Requirement 1: Return the passage of the court ruling that begins at the words "4.    SAMUEL KORONYO" and stops after "1508 OF 1994)".

Document extract:
★ ★ ★ ★
Nyokabi Karanja, Sammy Mackenzie, Peninah Wangari & Samuel Koronyo v Kamungi Housing Co. Limited [2006] KECA 214 (KLR) | Stay Of Execution | Esheria

Nyokabi Karanja, Sammy Mackenzie, Peninah Wangari & Samuel Koronyo v Kamungi Housing Co. Limited [2006] KECA 214 (KLR)

Full Case Text

REPUBLIC OF KENYA

IN THE COURT OF APPEAL OF KENYA AT NAIROBI Civil Appli 61 of 2005

1.    NYOKABI KARANJA

2.    SAMMY MACKENZIE

3.    PENINAH WANGARI

4.    SAMUEL KORONYO ………..…..……………….................APPLICANTS

AND

KAMUINGI HOUSING CO. LIMITED ……………......................RESPONDENTS

(An application for stay of execution against the ruling of the High Court of Kenya at Nairobi (Ransley, C.A) dated 12th February, 2002

in

H.C.C.C. NO. 1508 OF 1994)

**********************

RULING OF THE COURT

For several reasons which will shortly become apparent, the notice of motion dated 2nd February, 2005 is for dismissal.  The four applicants, who were the plaintiffs in the superior court, seek an order under rule 5(2) (b) of the rules of this court:-

“That there be a stay of execution of the whole ruling (sic) of the High Court of Kenya at Nairobi by Honourable Justice Ransley C.A delivered on the 12th February, 2002 in Nairobi High court civil suit No. 1508 of 1994. ”
★ ★ ★ ★
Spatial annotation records
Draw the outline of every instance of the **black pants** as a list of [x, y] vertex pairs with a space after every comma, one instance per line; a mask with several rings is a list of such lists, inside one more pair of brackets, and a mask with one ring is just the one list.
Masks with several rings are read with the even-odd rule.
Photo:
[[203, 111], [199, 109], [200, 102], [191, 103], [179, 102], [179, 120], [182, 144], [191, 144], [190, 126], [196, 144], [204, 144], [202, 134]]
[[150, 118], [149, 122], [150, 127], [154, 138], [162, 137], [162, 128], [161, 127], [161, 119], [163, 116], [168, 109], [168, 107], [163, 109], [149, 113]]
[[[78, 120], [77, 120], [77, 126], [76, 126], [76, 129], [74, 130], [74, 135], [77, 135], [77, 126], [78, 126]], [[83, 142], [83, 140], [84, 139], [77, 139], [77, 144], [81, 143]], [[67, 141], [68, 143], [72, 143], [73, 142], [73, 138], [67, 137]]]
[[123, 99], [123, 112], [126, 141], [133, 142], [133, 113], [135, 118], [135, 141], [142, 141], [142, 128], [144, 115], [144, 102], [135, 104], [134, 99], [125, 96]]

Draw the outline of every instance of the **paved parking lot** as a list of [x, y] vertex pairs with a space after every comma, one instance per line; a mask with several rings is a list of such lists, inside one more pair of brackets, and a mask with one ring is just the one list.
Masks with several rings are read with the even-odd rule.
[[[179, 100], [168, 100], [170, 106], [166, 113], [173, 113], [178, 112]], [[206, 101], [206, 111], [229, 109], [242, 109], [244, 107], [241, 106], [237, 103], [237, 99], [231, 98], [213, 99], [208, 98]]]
★ ★ ★ ★
Requirement 2: Substitute "dark trousers" for "black pants" in the entries. Begin at the first line of the entries, stop after the line that has "138], [67, 137]]]", and give back only those lines with nothing else changed.

Exercise response 1:
4.    SAMUEL KORONYO ………..…..……………….................APPLICANTS

AND

KAMUINGI HOUSING CO. LIMITED ……………......................RESPONDENTS

(An application for stay of execution against the ruling of the High Court of Kenya at Nairobi (Ransley, C.A) dated 12th February, 2002

in

H.C.C.C. NO. 1508 OF 1994)

Exercise response 2:
Draw the outline of every instance of the **dark trousers** as a list of [x, y] vertex pairs with a space after every comma, one instance per line; a mask with several rings is a list of such lists, inside one more pair of brackets, and a mask with one ring is just the one list.
Masks with several rings are read with the even-odd rule.
Photo:
[[203, 111], [199, 109], [200, 102], [191, 103], [179, 102], [179, 120], [182, 144], [191, 144], [190, 126], [196, 144], [204, 144], [202, 134]]
[[150, 118], [149, 122], [150, 127], [154, 138], [162, 137], [162, 128], [161, 127], [161, 119], [163, 116], [168, 109], [168, 107], [163, 109], [149, 113]]
[[[78, 120], [77, 120], [77, 126], [76, 126], [76, 129], [74, 130], [74, 135], [77, 135], [77, 126], [78, 126]], [[83, 142], [83, 140], [84, 139], [77, 139], [77, 144], [81, 143]], [[67, 141], [68, 143], [72, 143], [73, 142], [73, 138], [67, 137]]]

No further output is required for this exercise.